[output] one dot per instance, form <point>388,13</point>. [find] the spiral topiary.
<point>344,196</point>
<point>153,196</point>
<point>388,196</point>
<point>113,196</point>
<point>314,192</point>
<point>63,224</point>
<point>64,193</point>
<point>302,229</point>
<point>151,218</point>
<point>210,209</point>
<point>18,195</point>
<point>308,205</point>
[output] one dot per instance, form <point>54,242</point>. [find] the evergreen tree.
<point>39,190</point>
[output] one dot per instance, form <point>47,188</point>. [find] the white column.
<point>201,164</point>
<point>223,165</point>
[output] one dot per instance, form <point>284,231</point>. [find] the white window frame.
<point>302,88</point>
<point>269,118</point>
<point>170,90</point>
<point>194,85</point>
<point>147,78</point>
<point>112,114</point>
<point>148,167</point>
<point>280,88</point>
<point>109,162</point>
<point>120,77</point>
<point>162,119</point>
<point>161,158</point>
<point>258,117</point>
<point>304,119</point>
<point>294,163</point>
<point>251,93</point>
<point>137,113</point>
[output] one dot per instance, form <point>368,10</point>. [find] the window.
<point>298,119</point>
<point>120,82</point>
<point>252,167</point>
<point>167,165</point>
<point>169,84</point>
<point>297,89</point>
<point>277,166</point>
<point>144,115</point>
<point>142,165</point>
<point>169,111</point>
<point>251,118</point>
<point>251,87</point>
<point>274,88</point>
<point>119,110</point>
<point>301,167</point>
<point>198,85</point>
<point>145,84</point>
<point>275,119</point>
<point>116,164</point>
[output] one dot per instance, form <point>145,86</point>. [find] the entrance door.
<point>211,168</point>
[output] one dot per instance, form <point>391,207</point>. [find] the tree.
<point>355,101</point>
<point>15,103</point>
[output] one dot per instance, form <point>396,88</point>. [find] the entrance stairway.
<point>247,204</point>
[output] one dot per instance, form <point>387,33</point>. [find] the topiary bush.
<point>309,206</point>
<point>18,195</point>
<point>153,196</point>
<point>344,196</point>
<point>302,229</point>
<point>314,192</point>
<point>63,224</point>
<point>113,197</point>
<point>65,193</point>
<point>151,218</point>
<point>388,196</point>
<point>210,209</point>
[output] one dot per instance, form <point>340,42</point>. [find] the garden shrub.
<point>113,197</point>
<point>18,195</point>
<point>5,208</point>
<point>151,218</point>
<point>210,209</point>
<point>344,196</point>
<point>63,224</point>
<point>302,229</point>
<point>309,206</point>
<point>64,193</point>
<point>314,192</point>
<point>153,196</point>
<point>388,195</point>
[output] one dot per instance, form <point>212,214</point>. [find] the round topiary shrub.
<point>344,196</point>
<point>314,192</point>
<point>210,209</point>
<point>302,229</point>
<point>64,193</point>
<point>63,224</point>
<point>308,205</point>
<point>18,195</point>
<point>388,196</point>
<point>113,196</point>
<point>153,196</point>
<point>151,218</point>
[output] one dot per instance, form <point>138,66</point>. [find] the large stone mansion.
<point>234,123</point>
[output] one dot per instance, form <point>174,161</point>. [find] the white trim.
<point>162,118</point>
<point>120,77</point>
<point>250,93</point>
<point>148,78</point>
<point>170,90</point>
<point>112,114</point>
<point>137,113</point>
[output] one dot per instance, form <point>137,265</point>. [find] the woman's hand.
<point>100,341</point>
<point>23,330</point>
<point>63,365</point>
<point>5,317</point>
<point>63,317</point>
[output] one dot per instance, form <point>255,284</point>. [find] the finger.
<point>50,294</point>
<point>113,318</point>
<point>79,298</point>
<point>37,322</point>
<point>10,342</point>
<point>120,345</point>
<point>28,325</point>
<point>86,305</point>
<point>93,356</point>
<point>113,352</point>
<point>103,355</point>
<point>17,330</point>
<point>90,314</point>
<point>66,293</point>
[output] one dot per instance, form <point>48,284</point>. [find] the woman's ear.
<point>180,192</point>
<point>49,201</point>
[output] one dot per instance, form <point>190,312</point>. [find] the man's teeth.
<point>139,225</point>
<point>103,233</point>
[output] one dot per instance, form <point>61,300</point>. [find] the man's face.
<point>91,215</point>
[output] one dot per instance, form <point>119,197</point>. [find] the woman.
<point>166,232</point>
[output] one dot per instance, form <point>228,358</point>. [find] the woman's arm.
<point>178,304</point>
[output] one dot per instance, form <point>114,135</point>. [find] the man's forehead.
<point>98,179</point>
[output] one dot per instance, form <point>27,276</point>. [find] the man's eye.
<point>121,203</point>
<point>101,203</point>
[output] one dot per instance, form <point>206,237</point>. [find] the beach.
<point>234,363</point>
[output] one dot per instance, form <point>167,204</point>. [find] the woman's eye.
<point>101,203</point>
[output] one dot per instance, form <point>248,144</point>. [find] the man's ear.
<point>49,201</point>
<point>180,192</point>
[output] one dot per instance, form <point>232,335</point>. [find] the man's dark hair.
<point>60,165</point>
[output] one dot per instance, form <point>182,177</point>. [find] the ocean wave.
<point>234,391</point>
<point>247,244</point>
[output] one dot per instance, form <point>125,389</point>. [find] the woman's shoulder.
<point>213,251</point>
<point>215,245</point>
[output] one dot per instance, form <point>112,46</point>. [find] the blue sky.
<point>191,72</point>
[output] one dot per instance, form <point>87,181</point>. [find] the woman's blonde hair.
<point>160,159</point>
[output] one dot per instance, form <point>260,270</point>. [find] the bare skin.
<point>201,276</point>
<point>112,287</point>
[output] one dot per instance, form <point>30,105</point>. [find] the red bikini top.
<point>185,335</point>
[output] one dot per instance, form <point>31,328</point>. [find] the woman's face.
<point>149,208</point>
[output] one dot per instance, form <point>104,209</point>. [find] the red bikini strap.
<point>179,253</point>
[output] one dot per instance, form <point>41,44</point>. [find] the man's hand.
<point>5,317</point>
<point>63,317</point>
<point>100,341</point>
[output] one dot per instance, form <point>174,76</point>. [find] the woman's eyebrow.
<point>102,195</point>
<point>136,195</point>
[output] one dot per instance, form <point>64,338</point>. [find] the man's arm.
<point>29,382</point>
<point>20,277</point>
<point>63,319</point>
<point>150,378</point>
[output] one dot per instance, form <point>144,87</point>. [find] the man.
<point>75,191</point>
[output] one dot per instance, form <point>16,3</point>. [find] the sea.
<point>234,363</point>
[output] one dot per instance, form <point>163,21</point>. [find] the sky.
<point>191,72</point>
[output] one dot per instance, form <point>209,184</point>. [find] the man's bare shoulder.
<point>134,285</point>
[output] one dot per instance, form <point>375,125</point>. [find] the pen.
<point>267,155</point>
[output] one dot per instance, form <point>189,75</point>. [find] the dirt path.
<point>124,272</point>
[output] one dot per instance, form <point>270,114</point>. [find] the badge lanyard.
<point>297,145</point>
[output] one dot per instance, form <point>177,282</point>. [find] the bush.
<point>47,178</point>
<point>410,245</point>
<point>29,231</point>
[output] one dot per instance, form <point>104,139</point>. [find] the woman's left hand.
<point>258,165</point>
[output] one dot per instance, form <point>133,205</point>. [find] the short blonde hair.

*What is being asked*
Recopy the records without any alteration.

*Written solution*
[output] one dot per instance, form <point>388,13</point>. [find] the spiral topiary.
<point>344,196</point>
<point>153,196</point>
<point>388,196</point>
<point>113,196</point>
<point>314,192</point>
<point>63,224</point>
<point>64,193</point>
<point>302,229</point>
<point>151,218</point>
<point>210,209</point>
<point>18,195</point>
<point>308,205</point>
[output] one dot per instance, form <point>54,242</point>. [find] the evergreen tree.
<point>39,190</point>
[output] one dot per instance, form <point>47,188</point>. [find] the white column.
<point>201,164</point>
<point>223,165</point>
[output] one dot per instance, form <point>284,231</point>. [find] the white window frame.
<point>302,88</point>
<point>269,118</point>
<point>170,90</point>
<point>194,85</point>
<point>147,78</point>
<point>112,114</point>
<point>148,167</point>
<point>280,88</point>
<point>109,162</point>
<point>120,77</point>
<point>162,119</point>
<point>161,158</point>
<point>258,117</point>
<point>304,119</point>
<point>294,163</point>
<point>251,93</point>
<point>137,113</point>
[output] one dot per instance, form <point>368,10</point>. [find] the window.
<point>298,119</point>
<point>120,82</point>
<point>252,167</point>
<point>167,165</point>
<point>169,84</point>
<point>297,89</point>
<point>277,166</point>
<point>144,115</point>
<point>142,165</point>
<point>169,111</point>
<point>251,118</point>
<point>251,87</point>
<point>274,88</point>
<point>119,110</point>
<point>301,167</point>
<point>198,85</point>
<point>145,84</point>
<point>275,119</point>
<point>116,164</point>
[output] one dot per instance, form <point>145,86</point>. [find] the entrance door.
<point>211,168</point>
[output] one dot per instance, form <point>391,207</point>. [find] the tree.
<point>355,101</point>
<point>15,103</point>
[output] one dot per instance, form <point>396,88</point>. [find] the entrance stairway.
<point>247,204</point>
[output] one dot per instance, form <point>387,33</point>. [find] the topiary bush.
<point>309,206</point>
<point>18,195</point>
<point>153,196</point>
<point>344,196</point>
<point>302,229</point>
<point>314,192</point>
<point>63,224</point>
<point>113,197</point>
<point>65,193</point>
<point>151,218</point>
<point>388,196</point>
<point>210,209</point>
[output] one dot per instance, form <point>340,42</point>. [find] the garden shrub.
<point>113,197</point>
<point>18,195</point>
<point>5,208</point>
<point>151,218</point>
<point>210,209</point>
<point>344,196</point>
<point>63,224</point>
<point>302,229</point>
<point>309,206</point>
<point>64,193</point>
<point>314,192</point>
<point>153,196</point>
<point>388,195</point>
[output] one dot per instance, form <point>212,214</point>. [find] the round topiary shrub.
<point>344,196</point>
<point>314,192</point>
<point>210,209</point>
<point>302,229</point>
<point>64,193</point>
<point>63,224</point>
<point>308,205</point>
<point>18,195</point>
<point>388,196</point>
<point>113,196</point>
<point>153,196</point>
<point>151,218</point>
[output] one dot per instance, form <point>138,66</point>. [find] the large stone mansion.
<point>234,123</point>
[output] one dot per instance, form <point>174,161</point>. [find] the white trim.
<point>162,118</point>
<point>120,77</point>
<point>250,93</point>
<point>148,78</point>
<point>170,90</point>
<point>112,114</point>
<point>137,113</point>
[output] one dot per instance, form <point>137,265</point>. [find] the woman's hand.
<point>100,341</point>
<point>23,330</point>
<point>63,365</point>
<point>5,317</point>
<point>63,317</point>
[output] one dot per instance, form <point>255,284</point>. [find] the finger.
<point>50,294</point>
<point>113,318</point>
<point>79,298</point>
<point>37,322</point>
<point>10,342</point>
<point>120,345</point>
<point>28,325</point>
<point>86,305</point>
<point>93,356</point>
<point>113,352</point>
<point>103,355</point>
<point>17,330</point>
<point>90,314</point>
<point>66,293</point>
[output] one dot per instance, form <point>48,284</point>. [find] the woman's ear.
<point>180,192</point>
<point>49,201</point>
[output] one dot per instance, form <point>190,312</point>. [find] the man's teeth.
<point>139,225</point>
<point>103,233</point>
[output] one dot per instance, form <point>61,300</point>. [find] the man's face.
<point>91,215</point>
[output] one dot per instance, form <point>119,197</point>. [find] the woman.
<point>166,232</point>
[output] one dot per instance, form <point>228,358</point>. [find] the woman's arm.
<point>178,304</point>
[output] one dot per instance, form <point>114,135</point>. [find] the man's forehead.
<point>98,179</point>
[output] one dot per instance, form <point>27,276</point>. [find] the man's eye.
<point>121,203</point>
<point>101,203</point>
[output] one dot per instance, form <point>206,237</point>. [find] the beach.
<point>234,363</point>
[output] one dot per instance, form <point>167,204</point>. [find] the woman's eye.
<point>101,203</point>
[output] one dot per instance, form <point>248,144</point>. [find] the man's ear.
<point>49,201</point>
<point>180,192</point>
[output] one dot per instance, form <point>232,335</point>. [find] the man's dark hair.
<point>60,165</point>
[output] one dot per instance, form <point>182,177</point>. [find] the ocean wave.
<point>234,391</point>
<point>247,244</point>
[output] one dot per instance, form <point>125,389</point>. [find] the woman's shoulder.
<point>213,251</point>
<point>215,245</point>
[output] one dot per instance, form <point>112,46</point>. [find] the blue sky.
<point>191,72</point>
[output] one dot per instance, form <point>87,181</point>. [find] the woman's blonde hair.
<point>160,159</point>
[output] one dot per instance, form <point>260,270</point>. [find] the bare skin.
<point>201,276</point>
<point>112,287</point>
[output] one dot per instance, form <point>30,105</point>. [find] the red bikini top.
<point>185,335</point>
[output] one dot per instance, form <point>31,328</point>. [find] the woman's face.
<point>149,208</point>
[output] one dot per instance, form <point>104,209</point>. [find] the red bikini strap.
<point>179,253</point>
[output] one dot per instance, form <point>41,44</point>. [find] the man's hand.
<point>5,317</point>
<point>63,317</point>
<point>100,341</point>
[output] one dot per instance, form <point>174,76</point>. [find] the woman's eyebrow.
<point>102,195</point>
<point>136,195</point>
[output] one dot per instance, form <point>64,338</point>. [find] the man's arm.
<point>29,382</point>
<point>20,277</point>
<point>63,319</point>
<point>150,378</point>
[output] one dot per instance, form <point>144,87</point>. [find] the man.
<point>75,191</point>
[output] one dot per instance, form <point>16,3</point>. [find] the sea.
<point>234,363</point>
[output] one dot per instance, form <point>163,21</point>. [find] the sky.
<point>191,72</point>
[output] one dot per instance, form <point>209,184</point>. [find] the man's bare shoulder.
<point>134,285</point>
[output] one dot per instance, form <point>375,125</point>. [find] the pen.
<point>267,155</point>
[output] one dot per instance, form <point>189,75</point>. [find] the dirt path.
<point>124,272</point>
[output] one dot per instance, form <point>270,114</point>. [find] the badge lanyard.
<point>297,145</point>
[output] one dot per instance, form <point>177,282</point>. [find] the bush.
<point>47,178</point>
<point>410,245</point>
<point>29,231</point>
[output] one dot per instance, form <point>104,139</point>. [find] the woman's left hand.
<point>258,165</point>
[output] one dot per instance, form <point>133,205</point>. [find] the short blonde hair.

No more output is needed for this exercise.